> _RECORDED INFORMATION_
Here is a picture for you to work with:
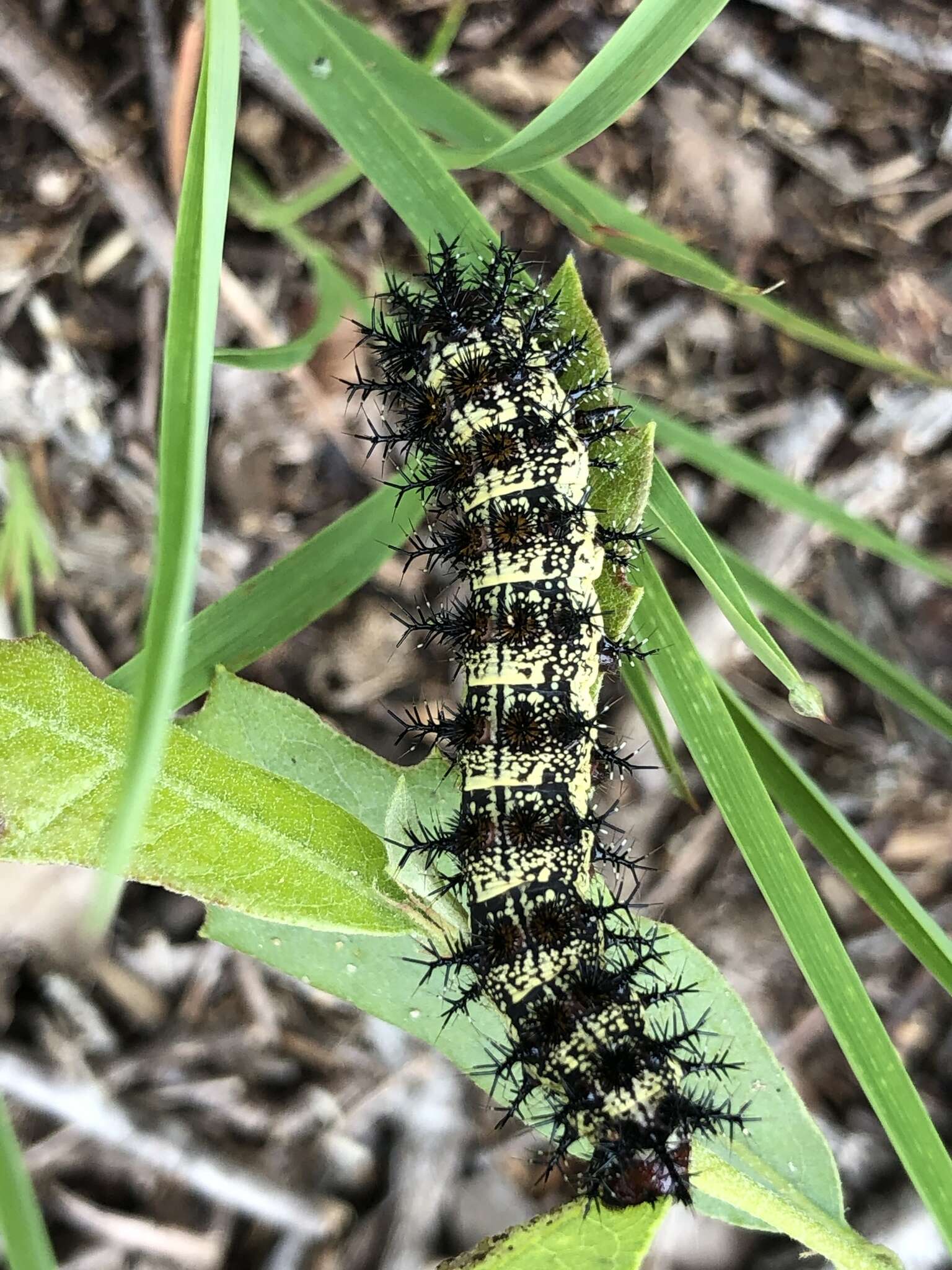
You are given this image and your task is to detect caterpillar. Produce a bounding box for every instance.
[349,239,744,1207]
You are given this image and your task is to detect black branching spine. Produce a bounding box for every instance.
[353,244,741,1206]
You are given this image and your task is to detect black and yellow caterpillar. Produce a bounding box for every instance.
[351,242,743,1206]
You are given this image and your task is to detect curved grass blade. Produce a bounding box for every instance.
[107,487,423,708]
[89,0,240,928]
[619,393,952,587]
[647,458,822,719]
[214,242,354,371]
[715,673,952,993]
[294,0,948,385]
[716,542,952,740]
[437,1200,670,1270]
[241,0,495,250]
[0,1093,56,1270]
[449,0,728,173]
[637,555,952,1247]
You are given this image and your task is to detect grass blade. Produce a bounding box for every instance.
[89,0,240,928]
[716,542,952,740]
[235,160,363,230]
[619,393,952,587]
[715,674,952,993]
[241,0,495,249]
[525,164,950,388]
[303,0,948,385]
[649,458,822,719]
[637,555,952,1247]
[0,1093,56,1270]
[107,477,423,706]
[453,0,728,173]
[622,662,698,812]
[420,0,470,71]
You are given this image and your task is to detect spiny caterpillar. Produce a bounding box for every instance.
[350,240,743,1207]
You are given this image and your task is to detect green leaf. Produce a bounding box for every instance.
[214,242,354,371]
[622,394,952,585]
[622,660,698,812]
[189,674,842,1224]
[89,0,240,927]
[420,0,470,74]
[182,667,459,838]
[649,460,822,719]
[0,636,413,933]
[716,542,952,740]
[715,676,952,992]
[547,255,654,637]
[437,1200,670,1270]
[303,0,948,385]
[638,554,952,1241]
[0,1093,56,1270]
[241,0,495,250]
[452,0,728,173]
[107,477,423,706]
[693,1142,902,1270]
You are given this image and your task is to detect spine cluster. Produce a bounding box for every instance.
[353,245,741,1206]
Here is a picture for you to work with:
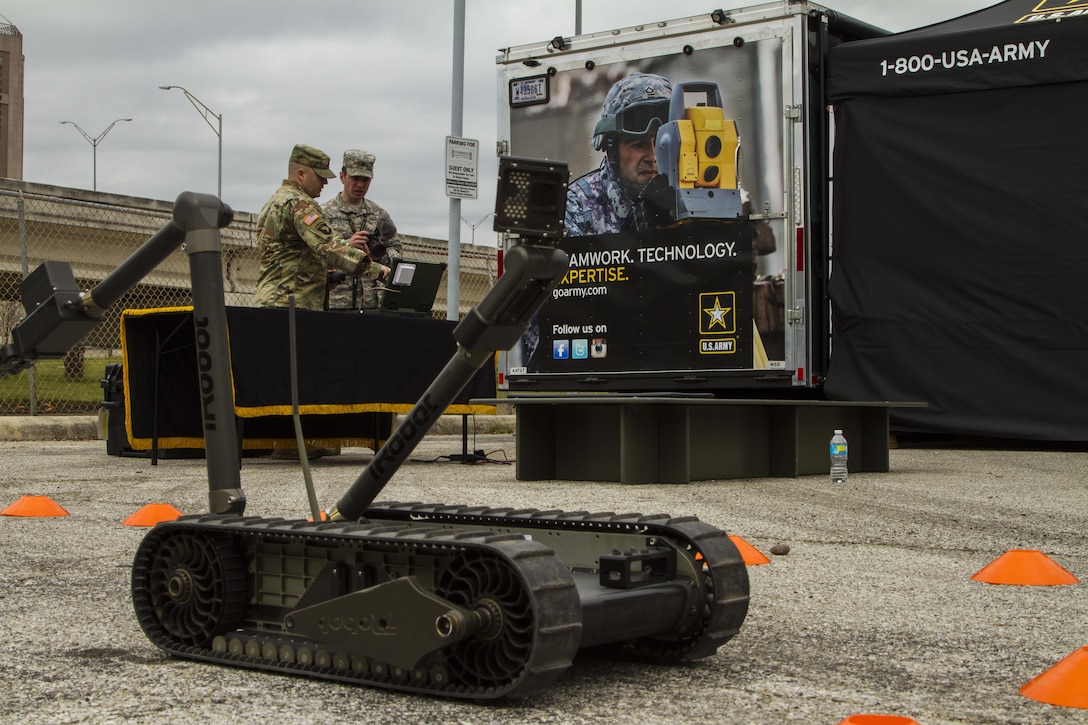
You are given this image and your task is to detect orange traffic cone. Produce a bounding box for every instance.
[0,496,69,516]
[1021,647,1088,710]
[729,534,770,566]
[122,504,182,526]
[972,549,1079,587]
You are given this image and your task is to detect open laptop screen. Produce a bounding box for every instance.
[381,259,446,315]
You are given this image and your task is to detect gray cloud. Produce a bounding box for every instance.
[2,0,993,244]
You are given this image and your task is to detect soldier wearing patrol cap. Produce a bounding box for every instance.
[321,148,401,309]
[256,144,390,310]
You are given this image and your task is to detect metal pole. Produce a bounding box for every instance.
[446,0,465,321]
[159,86,223,199]
[215,113,223,201]
[61,119,132,192]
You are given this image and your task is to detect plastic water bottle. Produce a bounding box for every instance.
[830,430,850,483]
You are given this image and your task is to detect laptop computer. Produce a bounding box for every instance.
[379,259,446,315]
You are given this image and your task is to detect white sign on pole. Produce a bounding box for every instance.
[446,136,480,199]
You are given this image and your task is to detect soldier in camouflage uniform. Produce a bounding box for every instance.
[256,144,390,310]
[321,149,401,309]
[566,73,672,236]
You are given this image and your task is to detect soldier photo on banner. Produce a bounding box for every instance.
[509,51,786,380]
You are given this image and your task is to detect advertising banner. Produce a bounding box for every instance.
[511,222,758,373]
[506,34,788,390]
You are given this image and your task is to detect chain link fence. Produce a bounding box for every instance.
[0,180,498,415]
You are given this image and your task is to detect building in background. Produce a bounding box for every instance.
[0,15,23,180]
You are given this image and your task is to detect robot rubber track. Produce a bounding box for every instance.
[132,503,749,700]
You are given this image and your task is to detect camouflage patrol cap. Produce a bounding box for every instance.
[344,148,376,179]
[290,144,336,179]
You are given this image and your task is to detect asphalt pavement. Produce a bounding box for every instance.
[0,424,1088,725]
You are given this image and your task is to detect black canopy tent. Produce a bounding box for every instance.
[825,0,1088,441]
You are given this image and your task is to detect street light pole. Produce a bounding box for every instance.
[159,86,223,199]
[461,211,495,244]
[61,119,132,192]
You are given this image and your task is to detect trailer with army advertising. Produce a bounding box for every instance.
[497,1,883,394]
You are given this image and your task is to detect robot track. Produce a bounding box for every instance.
[132,503,749,700]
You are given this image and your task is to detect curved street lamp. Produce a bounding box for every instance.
[61,119,132,192]
[159,86,223,200]
[461,211,495,245]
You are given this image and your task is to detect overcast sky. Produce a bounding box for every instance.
[6,0,997,244]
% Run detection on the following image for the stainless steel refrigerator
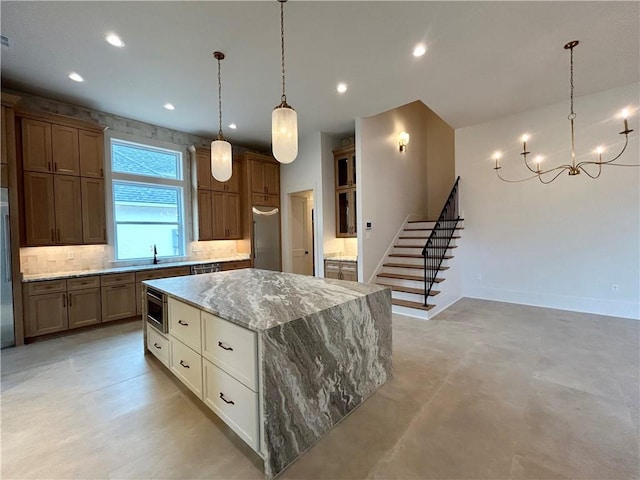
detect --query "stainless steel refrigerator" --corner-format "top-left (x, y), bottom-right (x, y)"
top-left (0, 188), bottom-right (15, 348)
top-left (251, 207), bottom-right (281, 272)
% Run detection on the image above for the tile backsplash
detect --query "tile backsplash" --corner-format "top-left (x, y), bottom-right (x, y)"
top-left (20, 240), bottom-right (248, 275)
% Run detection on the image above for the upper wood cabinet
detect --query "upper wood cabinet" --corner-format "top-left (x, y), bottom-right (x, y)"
top-left (17, 111), bottom-right (107, 246)
top-left (78, 130), bottom-right (104, 178)
top-left (81, 177), bottom-right (107, 244)
top-left (21, 118), bottom-right (53, 172)
top-left (51, 124), bottom-right (80, 176)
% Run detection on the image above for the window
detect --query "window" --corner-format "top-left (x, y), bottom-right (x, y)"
top-left (111, 139), bottom-right (186, 260)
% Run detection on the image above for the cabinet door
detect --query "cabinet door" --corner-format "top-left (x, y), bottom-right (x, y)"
top-left (25, 293), bottom-right (67, 337)
top-left (67, 288), bottom-right (102, 328)
top-left (78, 130), bottom-right (104, 178)
top-left (53, 175), bottom-right (82, 245)
top-left (22, 118), bottom-right (53, 172)
top-left (211, 192), bottom-right (228, 240)
top-left (24, 172), bottom-right (56, 246)
top-left (224, 193), bottom-right (240, 239)
top-left (251, 160), bottom-right (267, 193)
top-left (51, 123), bottom-right (80, 176)
top-left (101, 283), bottom-right (136, 323)
top-left (82, 177), bottom-right (107, 243)
top-left (196, 150), bottom-right (213, 190)
top-left (264, 162), bottom-right (280, 195)
top-left (198, 190), bottom-right (213, 241)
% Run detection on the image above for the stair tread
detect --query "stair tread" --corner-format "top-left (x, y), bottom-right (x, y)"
top-left (391, 298), bottom-right (435, 311)
top-left (382, 263), bottom-right (449, 270)
top-left (377, 282), bottom-right (440, 297)
top-left (407, 218), bottom-right (464, 223)
top-left (394, 245), bottom-right (458, 248)
top-left (389, 253), bottom-right (453, 260)
top-left (378, 272), bottom-right (444, 283)
top-left (398, 235), bottom-right (460, 240)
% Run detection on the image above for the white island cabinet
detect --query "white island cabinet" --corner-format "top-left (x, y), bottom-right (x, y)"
top-left (144, 269), bottom-right (391, 478)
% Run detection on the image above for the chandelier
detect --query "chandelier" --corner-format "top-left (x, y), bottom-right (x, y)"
top-left (271, 0), bottom-right (298, 163)
top-left (493, 40), bottom-right (640, 184)
top-left (211, 52), bottom-right (233, 182)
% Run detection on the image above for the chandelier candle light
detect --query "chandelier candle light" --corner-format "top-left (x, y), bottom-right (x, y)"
top-left (271, 0), bottom-right (298, 163)
top-left (211, 52), bottom-right (233, 182)
top-left (493, 40), bottom-right (640, 184)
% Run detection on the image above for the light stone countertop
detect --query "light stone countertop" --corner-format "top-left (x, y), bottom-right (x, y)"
top-left (22, 255), bottom-right (249, 283)
top-left (143, 268), bottom-right (388, 332)
top-left (324, 255), bottom-right (358, 262)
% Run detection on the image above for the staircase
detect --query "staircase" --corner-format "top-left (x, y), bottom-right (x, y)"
top-left (376, 176), bottom-right (464, 319)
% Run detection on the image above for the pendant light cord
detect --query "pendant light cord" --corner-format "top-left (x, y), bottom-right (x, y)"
top-left (217, 58), bottom-right (223, 138)
top-left (280, 1), bottom-right (287, 103)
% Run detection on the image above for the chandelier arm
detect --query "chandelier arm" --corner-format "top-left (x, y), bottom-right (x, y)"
top-left (538, 166), bottom-right (566, 185)
top-left (576, 135), bottom-right (629, 168)
top-left (494, 168), bottom-right (538, 183)
top-left (580, 164), bottom-right (602, 180)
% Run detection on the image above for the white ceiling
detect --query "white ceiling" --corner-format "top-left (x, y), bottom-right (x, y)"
top-left (1, 0), bottom-right (640, 148)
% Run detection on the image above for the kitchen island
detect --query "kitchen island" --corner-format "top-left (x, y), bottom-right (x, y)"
top-left (144, 269), bottom-right (391, 478)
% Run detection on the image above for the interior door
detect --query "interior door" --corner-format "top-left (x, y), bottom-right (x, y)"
top-left (290, 195), bottom-right (313, 275)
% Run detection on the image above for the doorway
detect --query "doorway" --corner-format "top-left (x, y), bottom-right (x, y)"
top-left (289, 190), bottom-right (315, 275)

> _TASK OBJECTIVE_
Copy out the records without a single change, beginning at the line that contains "to detect spiny" and stopping after the line that contains "[566,73,672,236]". Leave the pictures out of your copy.

> _RESPONSE TO THIS TASK_
You are given this image and your task is to detect spiny caterpillar. Produce a bounding box for every instance.
[350,240,743,1207]
You are given this image and your task is to detect green leaf. Produce a bounding box for every instance.
[214,242,354,371]
[622,394,952,585]
[622,660,698,812]
[189,674,842,1224]
[89,0,240,927]
[420,0,470,74]
[182,667,459,838]
[649,460,822,719]
[0,636,413,933]
[716,542,952,740]
[715,676,952,992]
[547,255,654,637]
[437,1200,670,1270]
[303,0,948,385]
[638,554,952,1241]
[0,1093,56,1270]
[241,0,495,250]
[452,0,728,173]
[107,477,423,706]
[693,1142,902,1270]
You are given this image and your task is to detect spine cluster. Produce a bounding box for every instance.
[353,245,741,1206]
Here is a picture for you to work with:
You are given this image and your task is to detect orange traffic cone. Produce a bounding box for every instance.
[0,496,69,516]
[1021,647,1088,710]
[729,534,770,566]
[122,504,182,526]
[972,549,1079,587]
You are given this image and your task is to detect open laptop screen. Produce a bounding box for every instance.
[381,259,446,315]
You are given this image and your task is to detect gray cloud. Produce a bounding box for every instance.
[2,0,993,244]
You are given this image and your task is to detect soldier wearing patrol cap. Produce a bounding box for every instance.
[321,148,401,309]
[256,144,390,310]
You are given this image and your task is to detect metal pole. Produce a bounding box for every instance.
[446,0,465,321]
[159,86,223,199]
[215,113,223,201]
[61,119,132,192]
You are given this image and your task is to detect plastic water bottle. Produce a bounding box for every instance.
[830,430,850,483]
You are given this image and your task is to detect laptop computer. Produce a bounding box for every instance.
[379,259,446,315]
You are given this image and your task is to detect white sign on pole. Produce a bounding box for every instance.
[446,136,480,199]
You are given this image and your task is to detect soldier in camouflage uniform. Produce a bounding box for every instance.
[256,144,390,310]
[321,149,401,309]
[566,73,672,236]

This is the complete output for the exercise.